• Instructions for the task: Each entry needs to be copied exactly, with nothing left out.

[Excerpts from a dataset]
────────────────────
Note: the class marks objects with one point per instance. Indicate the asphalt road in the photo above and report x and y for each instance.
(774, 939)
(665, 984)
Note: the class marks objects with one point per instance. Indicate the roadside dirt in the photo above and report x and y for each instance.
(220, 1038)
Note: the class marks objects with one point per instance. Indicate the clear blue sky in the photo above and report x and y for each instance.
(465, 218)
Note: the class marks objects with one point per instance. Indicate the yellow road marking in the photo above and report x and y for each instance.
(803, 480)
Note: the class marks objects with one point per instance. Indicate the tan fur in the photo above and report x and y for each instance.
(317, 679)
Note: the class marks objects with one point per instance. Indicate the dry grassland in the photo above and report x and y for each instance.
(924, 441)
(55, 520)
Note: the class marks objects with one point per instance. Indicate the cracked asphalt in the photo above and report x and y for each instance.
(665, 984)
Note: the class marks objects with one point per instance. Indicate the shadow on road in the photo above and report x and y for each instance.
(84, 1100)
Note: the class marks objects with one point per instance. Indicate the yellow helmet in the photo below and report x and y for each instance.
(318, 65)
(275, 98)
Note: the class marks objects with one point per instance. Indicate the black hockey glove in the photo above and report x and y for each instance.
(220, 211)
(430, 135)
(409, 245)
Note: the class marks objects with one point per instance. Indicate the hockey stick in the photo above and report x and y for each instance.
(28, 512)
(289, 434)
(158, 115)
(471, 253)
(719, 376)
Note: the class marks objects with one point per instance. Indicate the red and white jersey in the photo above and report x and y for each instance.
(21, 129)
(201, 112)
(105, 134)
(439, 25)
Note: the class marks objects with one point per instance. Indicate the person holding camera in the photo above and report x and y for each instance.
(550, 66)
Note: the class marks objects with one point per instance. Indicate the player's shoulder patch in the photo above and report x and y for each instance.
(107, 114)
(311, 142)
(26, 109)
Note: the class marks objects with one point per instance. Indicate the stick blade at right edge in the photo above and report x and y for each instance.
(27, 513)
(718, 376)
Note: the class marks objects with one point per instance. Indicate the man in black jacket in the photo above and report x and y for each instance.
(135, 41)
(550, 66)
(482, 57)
────────────────────
• Written solution:
Note: the class marks objects with one point per instance. Indicate the asphalt road in the photo above and report x and y for each instance.
(774, 939)
(665, 984)
Note: the class marks objects with one point per instance. Indicate the roadside dirt in the photo above and report x and y for each instance.
(220, 1038)
Note: the class marks objects with one point per instance. Indicate the clear blue sky in the photo above and report x and y for each instance.
(465, 218)
Note: the class marks objects with one point per instance. Indicate the yellow road marking in the photo above and report x and y for each instance.
(803, 480)
Note: the class marks objects with one point per instance. Indicate the tan fur in the photo above and report x and y for each instance.
(317, 679)
Note: the class marks objects with one point per instance. Indicate the dry grassland in the photo above and report x and y for each instance.
(924, 441)
(55, 520)
Note: the class marks objects with one point per instance. Indicate the cracked asphalt in the photo above and report x and y for each instance.
(665, 984)
Note: the class marks objects with one point per instance. Indicate the shadow on road in the photo above and report x and y for each instance.
(84, 1100)
Note: the class marks objects with one point per instance. Indicate the yellow helmet in the photo below and report x and y for each instance.
(318, 65)
(275, 98)
Note: the class marks objects with one point per instance. Indicate the black hockey glove in the photo above and report x and y for each instance.
(220, 211)
(430, 135)
(409, 245)
Note: the class marks objects with one point per instance. Indicate the hockey stick in the photo above and report x and y for each instance.
(28, 512)
(289, 434)
(158, 115)
(471, 253)
(719, 376)
Note: the class marks objects with one point per instance. Indicate the red and white jersey in the photo above and report x and y for each instance.
(21, 129)
(201, 112)
(105, 134)
(439, 25)
Note: the class marks objects with one point per instance. Indicate the person holding camera in the photo above and report x and y for each instance.
(550, 66)
Note: the class marks objects with one point per instance. Indicate the player's shoulder patch in the photo above and report x and y for each instance.
(107, 114)
(311, 142)
(26, 109)
Note: the class marks objects with one point per instance. Indicate the stick blade at right edge in the photo above and report x and y for each instance.
(27, 513)
(718, 376)
Note: the class marks objects with one point per instance. Indicate the man in black jacket in the photo above and report x and y for each instance.
(135, 41)
(550, 66)
(482, 57)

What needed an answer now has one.